## ENUNCIADO DEL EJERCICIO 1
Localice en las entradas todas las líneas que contienen la cadena "door" y cópielas. Se deben distinguir mayúsculas y minúsculas.

## FRAGMENTO ORIGINAL
Mi nombramiento como rector de la universidad el 17 de junio de 1968 fue una sorpresa para todos, yo incluido, y ponía de manifiesto la originalidad, autonomía y rapidez con que actuaba el ministro José Luis Villar Palasí desde que había tomado posesión hacía tan solo unas semanas. Ya había creado las Universidades Autónomas en Madrid, Barcelona y Bilbao, anunciado su propósito de promover una Ley General de Educación (fue discutida en las Cortes y aprobada en 1970), y puso en marcha la Universidad Nacional de Educación a Distancia (UNED) a los pocos meses.
No era previsible, en efecto, que quien figuraba con menos votos en la terna que se le había presentado (hasta aquel momento nunca se había pedido) y, sobre todo, tenía como antecedente –un gran honor– que el hermano de su abuela materna fuera Marcelino Domingo, el primer ministro de Educación (se denominaba entonces de Instrucción Pública) de la Segunda República, que destacó especialmente por el nombramiento de maestros «profesionales» y el establecimiento de las «Misiones pedagógicas», fuera designado, a los 34 años, rector de la Universidad de Granada.
Cuando, muy sorprendido, llamé al ministro a la mañana siguiente, diciéndole que no comprendía las razones de un nombramiento que alteraba radicalmente mis previsiones en aquellos momentos, el ministro fue tajante: «Porque es usted el único con dedicación exclusiva, y porque estaba usted en la terna».
Quisiera o no, la suerte estaba echada, y debo decir que mucha gente me paraba en la calle y me felicitaba y daba ánimos.
Solo Olegario me miraba con inmenso pesar y hacía gestos de profunda desaprobación:
–¡Qué pena me da, D. Federico, qué pena tan grande me da! –repetía.
–¿Por qué, querido Olegario, por qué le doy tanta pena?

## ENUNCIADO DEL EJERCICIO 2
Responda a partir del fragmento sobre el nombramiento como rector:
(a) ¿En qué fecha se produjo el nombramiento como rector de la universidad?
(b) ¿En qué año fue aprobada la Ley General de Educación?
(c) ¿Qué dos razones dio el ministro para justificar el nombramiento?

## MATERIAL DE PARTIDA
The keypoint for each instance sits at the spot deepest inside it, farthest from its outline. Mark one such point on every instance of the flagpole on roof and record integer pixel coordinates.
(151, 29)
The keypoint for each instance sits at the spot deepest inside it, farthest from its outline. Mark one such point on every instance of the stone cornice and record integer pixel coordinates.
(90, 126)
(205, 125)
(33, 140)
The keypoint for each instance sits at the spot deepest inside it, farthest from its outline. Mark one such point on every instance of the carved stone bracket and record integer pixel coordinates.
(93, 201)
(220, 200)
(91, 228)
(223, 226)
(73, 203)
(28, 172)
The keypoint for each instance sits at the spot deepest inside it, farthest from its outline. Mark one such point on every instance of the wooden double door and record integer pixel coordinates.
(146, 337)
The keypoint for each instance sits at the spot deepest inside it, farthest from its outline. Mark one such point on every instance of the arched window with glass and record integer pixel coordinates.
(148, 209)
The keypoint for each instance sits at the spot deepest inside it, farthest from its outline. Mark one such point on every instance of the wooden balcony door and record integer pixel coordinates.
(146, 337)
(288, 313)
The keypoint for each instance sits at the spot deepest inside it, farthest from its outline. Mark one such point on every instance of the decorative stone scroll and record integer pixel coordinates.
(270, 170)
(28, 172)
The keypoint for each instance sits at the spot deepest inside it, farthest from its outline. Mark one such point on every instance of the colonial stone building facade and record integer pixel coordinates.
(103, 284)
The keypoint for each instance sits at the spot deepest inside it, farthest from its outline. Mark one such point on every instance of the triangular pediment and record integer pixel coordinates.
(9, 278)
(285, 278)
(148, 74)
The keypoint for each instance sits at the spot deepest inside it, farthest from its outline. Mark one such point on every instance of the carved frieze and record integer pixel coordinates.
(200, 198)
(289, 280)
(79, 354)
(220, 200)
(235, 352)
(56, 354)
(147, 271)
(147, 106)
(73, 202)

## SOLUCIÓN REDACTADA 1
The keypoint for each instance sits at the spot deepest inside it, farthest from its outline. Mark one such point on every instance of the wooden double door and record integer pixel coordinates.
The keypoint for each instance sits at the spot deepest inside it, farthest from its outline. Mark one such point on every instance of the wooden balcony door and record integer pixel coordinates.

## SOLUCIÓN REDACTADA 2
(a) El 17 de junio de 1968.
(b) En 1970.
(c) Que era el único con dedicación exclusiva y que estaba en la terna.